(Dataset entries)
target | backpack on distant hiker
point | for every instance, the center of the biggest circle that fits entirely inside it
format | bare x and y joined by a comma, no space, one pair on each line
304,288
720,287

**What is being asked**
Output the records exactly.

**Answer for this exercise**
target | backpack on distant hiker
point | for every instance, the center of the biggest circle that fits entirely inside it
format | bare x and y joined by a comma, no space, one pair on each line
304,288
720,287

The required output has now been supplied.